# start of DATASET EXTRACT
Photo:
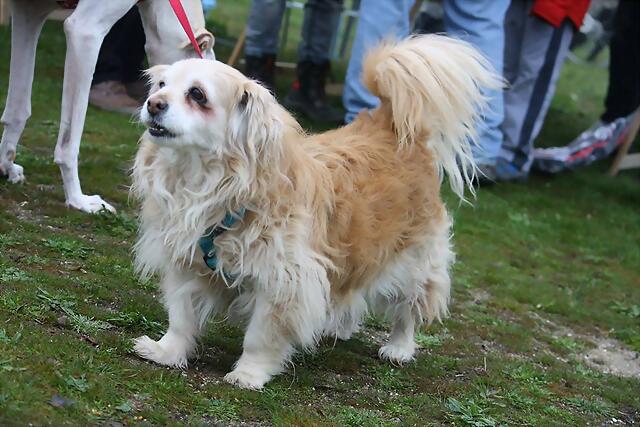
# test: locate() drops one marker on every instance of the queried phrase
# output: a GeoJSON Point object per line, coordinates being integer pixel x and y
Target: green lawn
{"type": "Point", "coordinates": [546, 271]}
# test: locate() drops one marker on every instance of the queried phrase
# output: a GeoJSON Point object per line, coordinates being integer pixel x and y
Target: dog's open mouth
{"type": "Point", "coordinates": [160, 131]}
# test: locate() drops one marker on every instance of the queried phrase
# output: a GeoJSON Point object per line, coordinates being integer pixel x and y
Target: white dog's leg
{"type": "Point", "coordinates": [189, 301]}
{"type": "Point", "coordinates": [401, 346]}
{"type": "Point", "coordinates": [85, 29]}
{"type": "Point", "coordinates": [265, 348]}
{"type": "Point", "coordinates": [26, 23]}
{"type": "Point", "coordinates": [416, 286]}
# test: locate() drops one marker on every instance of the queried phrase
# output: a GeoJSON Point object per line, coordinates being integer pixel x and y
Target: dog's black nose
{"type": "Point", "coordinates": [156, 106]}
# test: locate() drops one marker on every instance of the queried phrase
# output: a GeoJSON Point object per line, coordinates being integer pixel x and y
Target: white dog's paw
{"type": "Point", "coordinates": [16, 174]}
{"type": "Point", "coordinates": [397, 354]}
{"type": "Point", "coordinates": [152, 350]}
{"type": "Point", "coordinates": [90, 204]}
{"type": "Point", "coordinates": [243, 378]}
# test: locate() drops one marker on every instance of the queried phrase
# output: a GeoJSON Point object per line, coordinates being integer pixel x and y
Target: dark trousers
{"type": "Point", "coordinates": [122, 53]}
{"type": "Point", "coordinates": [623, 95]}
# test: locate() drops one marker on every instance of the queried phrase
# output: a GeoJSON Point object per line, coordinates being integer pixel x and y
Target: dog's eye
{"type": "Point", "coordinates": [197, 95]}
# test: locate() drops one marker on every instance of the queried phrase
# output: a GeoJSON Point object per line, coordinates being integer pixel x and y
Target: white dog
{"type": "Point", "coordinates": [302, 234]}
{"type": "Point", "coordinates": [85, 29]}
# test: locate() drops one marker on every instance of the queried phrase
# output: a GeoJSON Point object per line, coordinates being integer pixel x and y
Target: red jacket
{"type": "Point", "coordinates": [556, 11]}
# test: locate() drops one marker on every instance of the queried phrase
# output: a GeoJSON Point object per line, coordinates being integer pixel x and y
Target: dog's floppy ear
{"type": "Point", "coordinates": [205, 40]}
{"type": "Point", "coordinates": [154, 74]}
{"type": "Point", "coordinates": [254, 124]}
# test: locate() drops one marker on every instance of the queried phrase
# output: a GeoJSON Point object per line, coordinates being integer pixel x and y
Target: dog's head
{"type": "Point", "coordinates": [212, 107]}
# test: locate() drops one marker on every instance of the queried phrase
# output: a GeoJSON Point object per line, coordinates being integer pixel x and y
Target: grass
{"type": "Point", "coordinates": [536, 260]}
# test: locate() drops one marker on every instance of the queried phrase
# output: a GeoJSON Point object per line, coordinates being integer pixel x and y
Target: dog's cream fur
{"type": "Point", "coordinates": [336, 223]}
{"type": "Point", "coordinates": [85, 29]}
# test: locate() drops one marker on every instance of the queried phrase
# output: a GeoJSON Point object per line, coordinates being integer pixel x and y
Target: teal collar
{"type": "Point", "coordinates": [206, 242]}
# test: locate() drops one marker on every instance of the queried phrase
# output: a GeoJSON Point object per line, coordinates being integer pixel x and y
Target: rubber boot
{"type": "Point", "coordinates": [307, 96]}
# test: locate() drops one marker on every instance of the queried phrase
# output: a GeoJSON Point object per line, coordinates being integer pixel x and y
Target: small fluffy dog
{"type": "Point", "coordinates": [306, 232]}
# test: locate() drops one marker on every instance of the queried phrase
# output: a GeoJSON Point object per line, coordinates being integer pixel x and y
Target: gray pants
{"type": "Point", "coordinates": [320, 23]}
{"type": "Point", "coordinates": [533, 56]}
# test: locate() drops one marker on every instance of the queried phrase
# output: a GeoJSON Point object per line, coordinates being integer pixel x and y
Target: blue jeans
{"type": "Point", "coordinates": [480, 22]}
{"type": "Point", "coordinates": [378, 19]}
{"type": "Point", "coordinates": [320, 23]}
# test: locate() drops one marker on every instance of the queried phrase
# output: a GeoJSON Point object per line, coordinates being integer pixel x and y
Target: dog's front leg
{"type": "Point", "coordinates": [26, 23]}
{"type": "Point", "coordinates": [179, 292]}
{"type": "Point", "coordinates": [266, 347]}
{"type": "Point", "coordinates": [85, 29]}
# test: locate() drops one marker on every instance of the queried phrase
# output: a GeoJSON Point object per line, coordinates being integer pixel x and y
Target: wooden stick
{"type": "Point", "coordinates": [235, 54]}
{"type": "Point", "coordinates": [622, 159]}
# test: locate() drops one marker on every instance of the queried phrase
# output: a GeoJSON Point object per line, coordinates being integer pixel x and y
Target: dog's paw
{"type": "Point", "coordinates": [149, 349]}
{"type": "Point", "coordinates": [247, 379]}
{"type": "Point", "coordinates": [15, 173]}
{"type": "Point", "coordinates": [397, 354]}
{"type": "Point", "coordinates": [90, 204]}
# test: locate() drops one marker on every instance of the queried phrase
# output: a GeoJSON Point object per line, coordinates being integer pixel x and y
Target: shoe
{"type": "Point", "coordinates": [263, 69]}
{"type": "Point", "coordinates": [307, 96]}
{"type": "Point", "coordinates": [610, 133]}
{"type": "Point", "coordinates": [485, 175]}
{"type": "Point", "coordinates": [112, 96]}
{"type": "Point", "coordinates": [507, 171]}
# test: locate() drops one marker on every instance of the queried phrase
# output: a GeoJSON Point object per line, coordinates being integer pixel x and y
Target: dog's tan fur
{"type": "Point", "coordinates": [335, 222]}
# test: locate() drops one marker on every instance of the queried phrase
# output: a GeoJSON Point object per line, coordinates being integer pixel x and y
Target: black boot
{"type": "Point", "coordinates": [263, 69]}
{"type": "Point", "coordinates": [307, 96]}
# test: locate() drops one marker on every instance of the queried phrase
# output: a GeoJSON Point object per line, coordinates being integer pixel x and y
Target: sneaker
{"type": "Point", "coordinates": [112, 96]}
{"type": "Point", "coordinates": [307, 96]}
{"type": "Point", "coordinates": [595, 143]}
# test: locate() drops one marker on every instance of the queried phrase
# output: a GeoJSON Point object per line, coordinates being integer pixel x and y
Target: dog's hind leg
{"type": "Point", "coordinates": [416, 289]}
{"type": "Point", "coordinates": [190, 300]}
{"type": "Point", "coordinates": [27, 19]}
{"type": "Point", "coordinates": [85, 29]}
{"type": "Point", "coordinates": [266, 347]}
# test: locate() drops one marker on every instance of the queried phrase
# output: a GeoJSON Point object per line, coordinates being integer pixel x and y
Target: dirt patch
{"type": "Point", "coordinates": [611, 357]}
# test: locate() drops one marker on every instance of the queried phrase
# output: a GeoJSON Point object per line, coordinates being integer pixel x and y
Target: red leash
{"type": "Point", "coordinates": [176, 5]}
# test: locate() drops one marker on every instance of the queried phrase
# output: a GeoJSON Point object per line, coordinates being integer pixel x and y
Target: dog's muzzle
{"type": "Point", "coordinates": [158, 131]}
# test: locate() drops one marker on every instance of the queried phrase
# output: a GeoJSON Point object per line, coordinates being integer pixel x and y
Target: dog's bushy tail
{"type": "Point", "coordinates": [432, 87]}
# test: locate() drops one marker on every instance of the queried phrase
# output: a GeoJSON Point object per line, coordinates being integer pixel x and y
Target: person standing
{"type": "Point", "coordinates": [307, 96]}
{"type": "Point", "coordinates": [538, 34]}
{"type": "Point", "coordinates": [480, 22]}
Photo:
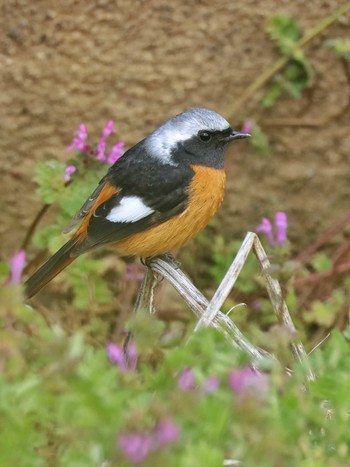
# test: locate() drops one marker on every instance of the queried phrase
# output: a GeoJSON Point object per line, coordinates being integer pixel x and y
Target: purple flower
{"type": "Point", "coordinates": [266, 228]}
{"type": "Point", "coordinates": [186, 380]}
{"type": "Point", "coordinates": [125, 362]}
{"type": "Point", "coordinates": [135, 447]}
{"type": "Point", "coordinates": [108, 129]}
{"type": "Point", "coordinates": [211, 384]}
{"type": "Point", "coordinates": [79, 142]}
{"type": "Point", "coordinates": [68, 171]}
{"type": "Point", "coordinates": [279, 233]}
{"type": "Point", "coordinates": [247, 127]}
{"type": "Point", "coordinates": [248, 381]}
{"type": "Point", "coordinates": [116, 152]}
{"type": "Point", "coordinates": [17, 263]}
{"type": "Point", "coordinates": [166, 431]}
{"type": "Point", "coordinates": [101, 147]}
{"type": "Point", "coordinates": [281, 224]}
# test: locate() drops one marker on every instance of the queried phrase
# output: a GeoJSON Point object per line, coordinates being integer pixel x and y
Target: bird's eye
{"type": "Point", "coordinates": [204, 136]}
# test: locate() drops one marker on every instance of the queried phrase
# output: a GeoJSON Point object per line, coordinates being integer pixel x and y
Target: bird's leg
{"type": "Point", "coordinates": [169, 258]}
{"type": "Point", "coordinates": [144, 299]}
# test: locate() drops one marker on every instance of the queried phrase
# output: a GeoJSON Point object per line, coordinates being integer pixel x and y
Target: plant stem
{"type": "Point", "coordinates": [266, 75]}
{"type": "Point", "coordinates": [33, 226]}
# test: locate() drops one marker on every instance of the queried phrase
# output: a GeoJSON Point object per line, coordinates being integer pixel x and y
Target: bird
{"type": "Point", "coordinates": [155, 198]}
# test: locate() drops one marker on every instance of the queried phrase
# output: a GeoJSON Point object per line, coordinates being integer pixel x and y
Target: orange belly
{"type": "Point", "coordinates": [206, 195]}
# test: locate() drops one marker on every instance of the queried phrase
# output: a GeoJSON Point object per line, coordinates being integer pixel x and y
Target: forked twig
{"type": "Point", "coordinates": [196, 301]}
{"type": "Point", "coordinates": [209, 312]}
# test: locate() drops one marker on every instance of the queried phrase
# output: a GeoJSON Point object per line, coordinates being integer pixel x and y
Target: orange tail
{"type": "Point", "coordinates": [50, 269]}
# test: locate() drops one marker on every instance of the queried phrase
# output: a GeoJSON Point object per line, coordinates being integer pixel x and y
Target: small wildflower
{"type": "Point", "coordinates": [101, 147]}
{"type": "Point", "coordinates": [116, 152]}
{"type": "Point", "coordinates": [135, 447]}
{"type": "Point", "coordinates": [281, 223]}
{"type": "Point", "coordinates": [211, 384]}
{"type": "Point", "coordinates": [79, 142]}
{"type": "Point", "coordinates": [166, 431]}
{"type": "Point", "coordinates": [186, 380]}
{"type": "Point", "coordinates": [266, 228]}
{"type": "Point", "coordinates": [125, 362]}
{"type": "Point", "coordinates": [246, 380]}
{"type": "Point", "coordinates": [68, 171]}
{"type": "Point", "coordinates": [247, 127]}
{"type": "Point", "coordinates": [108, 129]}
{"type": "Point", "coordinates": [17, 263]}
{"type": "Point", "coordinates": [279, 233]}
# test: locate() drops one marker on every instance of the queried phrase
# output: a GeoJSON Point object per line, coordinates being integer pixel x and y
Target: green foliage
{"type": "Point", "coordinates": [62, 403]}
{"type": "Point", "coordinates": [298, 72]}
{"type": "Point", "coordinates": [340, 46]}
{"type": "Point", "coordinates": [260, 141]}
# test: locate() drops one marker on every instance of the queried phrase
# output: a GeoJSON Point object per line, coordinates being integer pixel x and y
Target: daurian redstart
{"type": "Point", "coordinates": [156, 197]}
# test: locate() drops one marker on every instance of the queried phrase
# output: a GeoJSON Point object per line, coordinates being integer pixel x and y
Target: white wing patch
{"type": "Point", "coordinates": [129, 209]}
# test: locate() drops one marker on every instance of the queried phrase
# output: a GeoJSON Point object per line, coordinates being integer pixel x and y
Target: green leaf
{"type": "Point", "coordinates": [285, 31]}
{"type": "Point", "coordinates": [49, 177]}
{"type": "Point", "coordinates": [340, 46]}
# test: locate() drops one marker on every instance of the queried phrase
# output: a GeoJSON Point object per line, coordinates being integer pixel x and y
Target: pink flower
{"type": "Point", "coordinates": [108, 129]}
{"type": "Point", "coordinates": [248, 381]}
{"type": "Point", "coordinates": [125, 362]}
{"type": "Point", "coordinates": [247, 127]}
{"type": "Point", "coordinates": [166, 431]}
{"type": "Point", "coordinates": [101, 147]}
{"type": "Point", "coordinates": [281, 223]}
{"type": "Point", "coordinates": [135, 446]}
{"type": "Point", "coordinates": [79, 142]}
{"type": "Point", "coordinates": [279, 233]}
{"type": "Point", "coordinates": [17, 263]}
{"type": "Point", "coordinates": [68, 171]}
{"type": "Point", "coordinates": [116, 152]}
{"type": "Point", "coordinates": [266, 228]}
{"type": "Point", "coordinates": [211, 384]}
{"type": "Point", "coordinates": [186, 380]}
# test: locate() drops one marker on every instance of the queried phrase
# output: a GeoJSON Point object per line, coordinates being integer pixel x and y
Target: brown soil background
{"type": "Point", "coordinates": [66, 62]}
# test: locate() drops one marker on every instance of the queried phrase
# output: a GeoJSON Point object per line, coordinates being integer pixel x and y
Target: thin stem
{"type": "Point", "coordinates": [33, 225]}
{"type": "Point", "coordinates": [279, 64]}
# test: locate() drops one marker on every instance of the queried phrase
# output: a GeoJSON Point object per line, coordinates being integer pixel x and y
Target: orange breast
{"type": "Point", "coordinates": [205, 197]}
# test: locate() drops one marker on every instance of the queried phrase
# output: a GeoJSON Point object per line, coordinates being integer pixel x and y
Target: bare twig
{"type": "Point", "coordinates": [279, 305]}
{"type": "Point", "coordinates": [227, 283]}
{"type": "Point", "coordinates": [198, 304]}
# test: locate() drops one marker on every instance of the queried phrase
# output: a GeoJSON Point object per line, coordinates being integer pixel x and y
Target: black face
{"type": "Point", "coordinates": [206, 148]}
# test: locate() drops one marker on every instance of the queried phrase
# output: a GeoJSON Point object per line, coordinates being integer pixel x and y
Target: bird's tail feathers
{"type": "Point", "coordinates": [54, 265]}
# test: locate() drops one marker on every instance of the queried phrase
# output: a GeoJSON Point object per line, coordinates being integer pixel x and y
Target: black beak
{"type": "Point", "coordinates": [236, 135]}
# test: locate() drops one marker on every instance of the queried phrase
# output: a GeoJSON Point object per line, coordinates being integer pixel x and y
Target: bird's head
{"type": "Point", "coordinates": [198, 136]}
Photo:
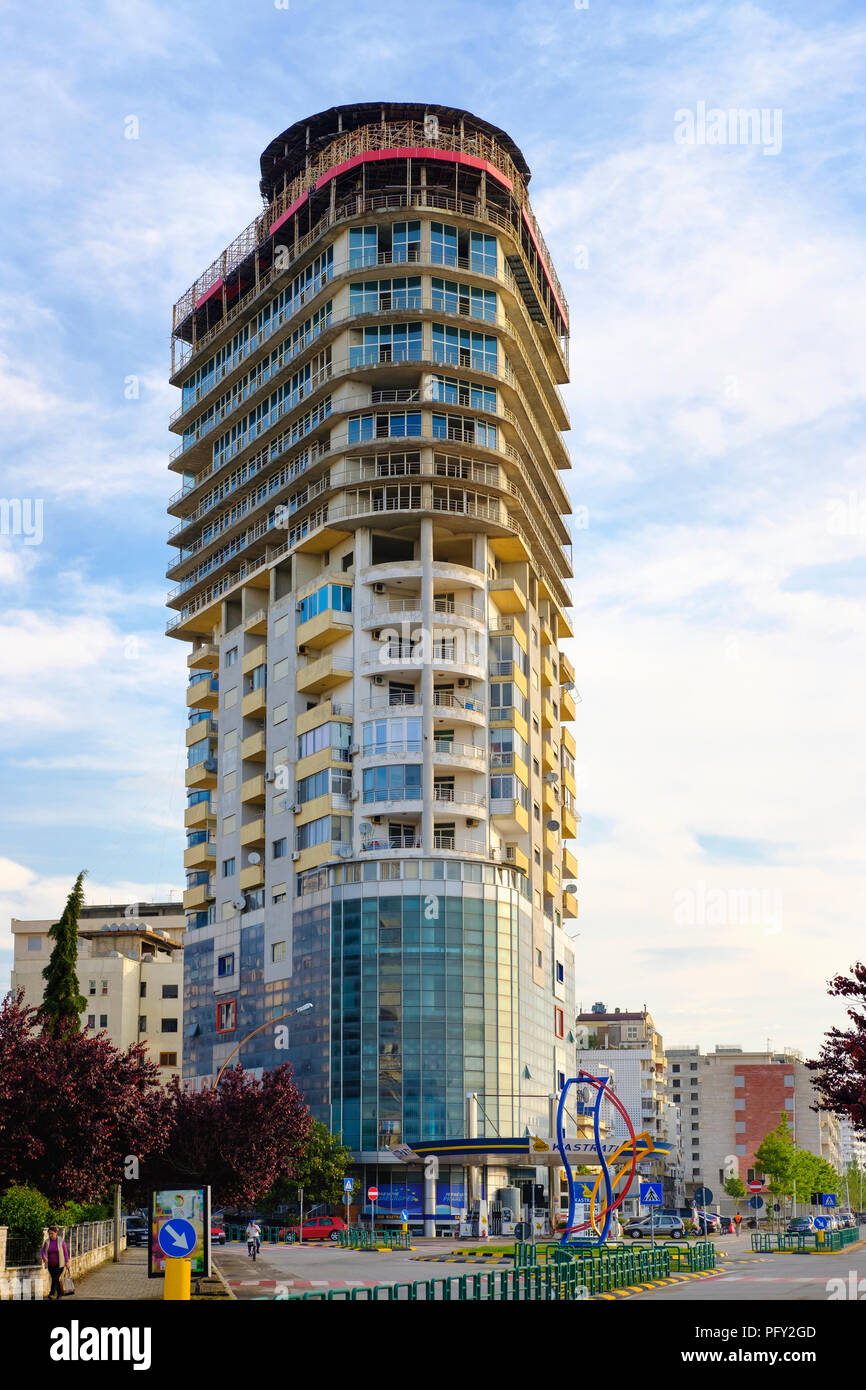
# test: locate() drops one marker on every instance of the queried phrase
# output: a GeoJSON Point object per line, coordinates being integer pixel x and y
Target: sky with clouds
{"type": "Point", "coordinates": [717, 356]}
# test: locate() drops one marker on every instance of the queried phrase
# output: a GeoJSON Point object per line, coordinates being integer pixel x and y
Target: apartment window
{"type": "Point", "coordinates": [227, 1016]}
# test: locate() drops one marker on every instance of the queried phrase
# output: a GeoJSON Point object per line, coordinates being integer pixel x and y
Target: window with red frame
{"type": "Point", "coordinates": [227, 1016]}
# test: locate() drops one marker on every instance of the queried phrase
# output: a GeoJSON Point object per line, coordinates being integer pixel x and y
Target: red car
{"type": "Point", "coordinates": [319, 1228]}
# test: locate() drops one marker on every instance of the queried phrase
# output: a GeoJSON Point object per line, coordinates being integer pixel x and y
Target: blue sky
{"type": "Point", "coordinates": [717, 419]}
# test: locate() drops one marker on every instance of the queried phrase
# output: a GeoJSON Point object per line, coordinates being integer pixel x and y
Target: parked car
{"type": "Point", "coordinates": [320, 1228]}
{"type": "Point", "coordinates": [801, 1226]}
{"type": "Point", "coordinates": [660, 1226]}
{"type": "Point", "coordinates": [136, 1230]}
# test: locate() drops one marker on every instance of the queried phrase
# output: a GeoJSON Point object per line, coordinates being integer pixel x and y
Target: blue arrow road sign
{"type": "Point", "coordinates": [178, 1237]}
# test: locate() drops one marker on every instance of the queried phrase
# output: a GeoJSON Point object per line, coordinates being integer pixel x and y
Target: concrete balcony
{"type": "Point", "coordinates": [252, 877]}
{"type": "Point", "coordinates": [200, 856]}
{"type": "Point", "coordinates": [202, 776]}
{"type": "Point", "coordinates": [198, 816]}
{"type": "Point", "coordinates": [508, 595]}
{"type": "Point", "coordinates": [257, 656]}
{"type": "Point", "coordinates": [255, 705]}
{"type": "Point", "coordinates": [253, 791]}
{"type": "Point", "coordinates": [509, 816]}
{"type": "Point", "coordinates": [252, 834]}
{"type": "Point", "coordinates": [203, 692]}
{"type": "Point", "coordinates": [253, 747]}
{"type": "Point", "coordinates": [320, 676]}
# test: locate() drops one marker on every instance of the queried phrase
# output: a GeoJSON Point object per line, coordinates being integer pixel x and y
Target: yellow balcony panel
{"type": "Point", "coordinates": [255, 705]}
{"type": "Point", "coordinates": [323, 674]}
{"type": "Point", "coordinates": [324, 628]}
{"type": "Point", "coordinates": [198, 897]}
{"type": "Point", "coordinates": [202, 774]}
{"type": "Point", "coordinates": [257, 623]}
{"type": "Point", "coordinates": [202, 729]}
{"type": "Point", "coordinates": [513, 855]}
{"type": "Point", "coordinates": [509, 816]}
{"type": "Point", "coordinates": [203, 694]}
{"type": "Point", "coordinates": [252, 791]}
{"type": "Point", "coordinates": [206, 655]}
{"type": "Point", "coordinates": [195, 818]}
{"type": "Point", "coordinates": [252, 877]}
{"type": "Point", "coordinates": [200, 856]}
{"type": "Point", "coordinates": [252, 834]}
{"type": "Point", "coordinates": [256, 658]}
{"type": "Point", "coordinates": [508, 595]}
{"type": "Point", "coordinates": [253, 747]}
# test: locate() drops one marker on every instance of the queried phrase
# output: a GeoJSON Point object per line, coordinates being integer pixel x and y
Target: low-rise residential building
# end of DATASET EXTRACT
YOUR INSTRUCTIONS:
Report every line of the items above that contains the string "balcony", copying each line in full.

TASK OUTPUT:
Target: concrete balcony
Target: yellow balcony panel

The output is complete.